Entrevue


La directrice générale et artistique du TNM, Lorraine Pintal, rencontrait, le 9 novembre 2023, Sophie Larivière-Mantha, présidente de l’Ordre des ingénieurs du Québec (OIQ), pour discuter de l’association des deux institutions autour du spectacle documentaire Projet Polytechnique présenté au TNM du 14 novembre au 13 décembre 2023.

Lorraine Pintal : Le TNM est privilégié de s’associer à l’Ordre des ingénieurs du Québec pour présenter le théâtre documentaire Projet Polytechnique. Nous savons que c’est une première pour l’Ordre d’embarquer dans ce genre de projet. Quelles sont les motivations qui vous ont convaincue de soutenir cette pièce ?

▶ _EXTRAITS DE DONNÉES_

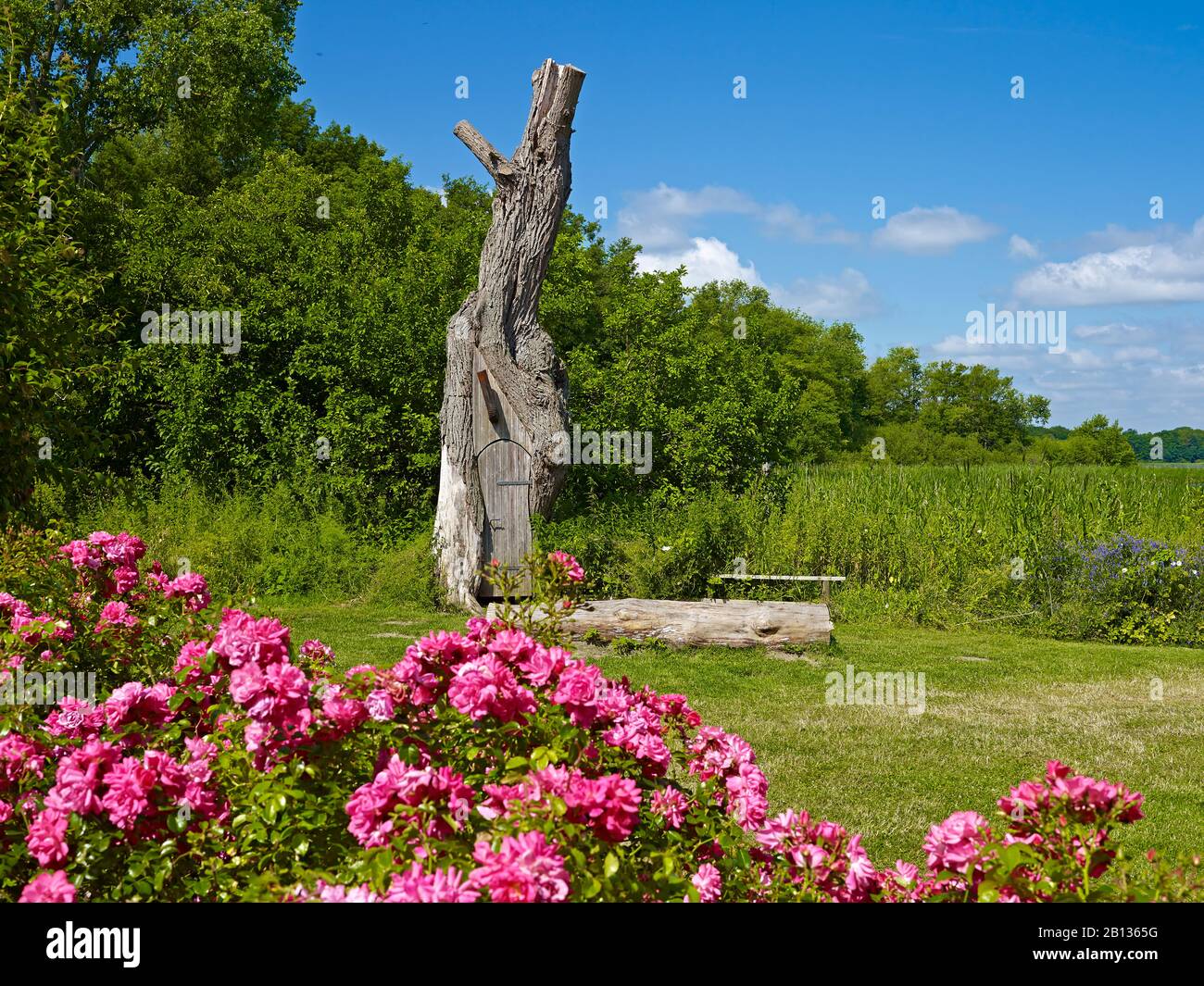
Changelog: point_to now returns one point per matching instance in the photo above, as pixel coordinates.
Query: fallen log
(727, 622)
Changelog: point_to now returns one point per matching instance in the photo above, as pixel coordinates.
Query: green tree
(52, 339)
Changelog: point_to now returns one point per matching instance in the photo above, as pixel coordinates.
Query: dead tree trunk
(504, 381)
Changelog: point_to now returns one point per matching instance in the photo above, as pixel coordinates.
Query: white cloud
(1022, 249)
(1136, 354)
(705, 259)
(932, 231)
(1114, 333)
(1150, 272)
(846, 296)
(661, 217)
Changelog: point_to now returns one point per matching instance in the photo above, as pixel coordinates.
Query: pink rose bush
(219, 762)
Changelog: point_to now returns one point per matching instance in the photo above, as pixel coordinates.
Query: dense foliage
(167, 135)
(221, 762)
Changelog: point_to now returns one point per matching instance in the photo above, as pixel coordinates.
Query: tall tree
(494, 341)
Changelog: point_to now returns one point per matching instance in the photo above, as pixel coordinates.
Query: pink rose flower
(51, 888)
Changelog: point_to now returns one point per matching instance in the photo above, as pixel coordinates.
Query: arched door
(505, 471)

▶ _CONSIGNES_
a: Relevez chaque ligne des rangées qui contient la chaîne « Query ». Tenez compte de la casse.
b: Rédigez la suite de l'entrevue sur Projet Polytechnique à partir de sa dernière phrase.

▶ _RÉPONSES PAR TÂCHE_
a:
Query: fallen log
Query: green tree
Query: dead tree trunk
Query: white cloud
Query: pink rose bush
Query: dense foliage
Query: tall tree
Query: pink rose flower
Query: arched door

b:
Sophie Larivière-Mantha : L’OIQ est très heureux de pouvoir soutenir cette pièce, nous avons un devoir de mémoire envers les victimes de la tragédie de polytechnique. C’est essentiel pour moi en tant qu’ingénieure, présidente de l’ordre, mais aussi en tant que femme, que leur histoire continue d’être racontée. Ces femmes venaient de partout et elles auraient été ingénieures aujourd’hui. C’est aussi une occasion pour nous de s’inscrire dans le dialogue sur l’inclusion. Nous avons réalisé une étude sur l’équité, la diversité et l’inclusion qui montre le travail qu’il reste à faire pour rendre les milieux dans lesquels évoluent les ingénieur.e.s plus ouverts à la diversité de personnes qui compose la profession.

Lorraine Pintal : L’évènement du 6 décembre 1989 est un sujet difficile et sensible et le devoir de mémoire est aussi important pour nous en tant qu’institution théâtrale. C’est la première fois que le sujet sera traité à travers une œuvre théâtrale. Depuis 1989, nous avons fait du chemin sur les questions de diversité et d’inclusion dans notre société. Est-ce le cas également dans votre profession ?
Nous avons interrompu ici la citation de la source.